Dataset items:
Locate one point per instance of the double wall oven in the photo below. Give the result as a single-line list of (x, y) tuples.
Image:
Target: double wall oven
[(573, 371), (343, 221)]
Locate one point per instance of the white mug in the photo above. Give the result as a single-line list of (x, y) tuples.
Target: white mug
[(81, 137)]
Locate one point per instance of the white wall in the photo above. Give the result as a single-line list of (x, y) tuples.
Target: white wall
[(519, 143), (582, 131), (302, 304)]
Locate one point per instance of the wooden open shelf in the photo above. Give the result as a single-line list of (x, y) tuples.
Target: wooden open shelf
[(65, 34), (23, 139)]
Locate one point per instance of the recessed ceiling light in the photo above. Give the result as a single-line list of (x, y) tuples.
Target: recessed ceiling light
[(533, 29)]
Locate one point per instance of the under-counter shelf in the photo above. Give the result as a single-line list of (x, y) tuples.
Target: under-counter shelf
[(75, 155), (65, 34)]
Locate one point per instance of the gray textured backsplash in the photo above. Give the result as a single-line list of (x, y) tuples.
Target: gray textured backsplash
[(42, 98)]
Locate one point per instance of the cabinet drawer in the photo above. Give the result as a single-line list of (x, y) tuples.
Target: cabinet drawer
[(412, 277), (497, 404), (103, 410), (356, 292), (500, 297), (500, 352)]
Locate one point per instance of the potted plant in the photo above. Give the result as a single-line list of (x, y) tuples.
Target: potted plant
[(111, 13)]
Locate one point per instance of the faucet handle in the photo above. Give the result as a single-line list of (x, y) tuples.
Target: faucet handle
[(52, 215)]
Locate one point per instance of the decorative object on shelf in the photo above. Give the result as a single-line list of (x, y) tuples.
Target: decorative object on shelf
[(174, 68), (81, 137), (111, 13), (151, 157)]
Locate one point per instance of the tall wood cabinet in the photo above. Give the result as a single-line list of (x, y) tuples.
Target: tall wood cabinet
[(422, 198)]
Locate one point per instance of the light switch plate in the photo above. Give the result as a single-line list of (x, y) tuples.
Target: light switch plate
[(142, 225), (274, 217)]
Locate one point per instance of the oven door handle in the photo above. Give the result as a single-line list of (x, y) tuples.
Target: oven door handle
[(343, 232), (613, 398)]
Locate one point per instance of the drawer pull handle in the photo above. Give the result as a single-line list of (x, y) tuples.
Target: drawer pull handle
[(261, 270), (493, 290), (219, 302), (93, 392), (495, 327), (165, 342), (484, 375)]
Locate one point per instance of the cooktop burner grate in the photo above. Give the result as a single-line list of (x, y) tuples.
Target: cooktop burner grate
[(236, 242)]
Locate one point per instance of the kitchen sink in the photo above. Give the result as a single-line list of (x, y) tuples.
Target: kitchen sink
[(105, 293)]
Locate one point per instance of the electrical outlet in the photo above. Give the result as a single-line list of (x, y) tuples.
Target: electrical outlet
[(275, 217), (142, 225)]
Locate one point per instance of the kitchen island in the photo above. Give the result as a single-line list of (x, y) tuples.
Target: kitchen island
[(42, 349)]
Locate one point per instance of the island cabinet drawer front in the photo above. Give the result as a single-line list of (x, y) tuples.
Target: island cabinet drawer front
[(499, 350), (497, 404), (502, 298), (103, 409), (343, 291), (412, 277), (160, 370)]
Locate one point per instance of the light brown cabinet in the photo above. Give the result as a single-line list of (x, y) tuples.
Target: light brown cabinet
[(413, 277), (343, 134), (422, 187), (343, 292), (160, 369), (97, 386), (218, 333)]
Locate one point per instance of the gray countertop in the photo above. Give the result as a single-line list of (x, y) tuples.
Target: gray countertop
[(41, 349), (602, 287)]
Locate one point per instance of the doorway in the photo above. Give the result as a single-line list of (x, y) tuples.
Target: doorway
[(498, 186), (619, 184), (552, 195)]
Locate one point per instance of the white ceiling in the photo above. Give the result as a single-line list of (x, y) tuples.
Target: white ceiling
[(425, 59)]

**EXERCISE BRIEF**
Copy the data from the line holding "Locate one point per instance of the oven" through the line holding "[(105, 293)]", inclusive, and shift every x and y coordinate in the answer lists up by 52. Leave every other line unchanged.

**FULL RESPONSE**
Locate one point per instance of the oven door handle in the photo above. Give the result as a single-line list of (x, y) tuples.
Target: oven door handle
[(395, 284), (665, 450)]
Locate one point per instance of the drawer pull handle in the photo above. Give the result as a single-line list of (x, y) tuples.
Target: drawer pull handle
[(313, 322), (545, 342), (271, 354), (145, 444), (547, 379), (217, 394), (536, 427)]
Locate one point per instance of the cooktop burner grate in the photo above. Give the result as a single-line list of (x, y) tuples.
Target: cooktop burner grate
[(288, 294)]
Locate one point per instance of the kitchen sink in the photo above. Give the result as a single-line list of (x, y) tuples.
Target: kitchen sink
[(157, 345)]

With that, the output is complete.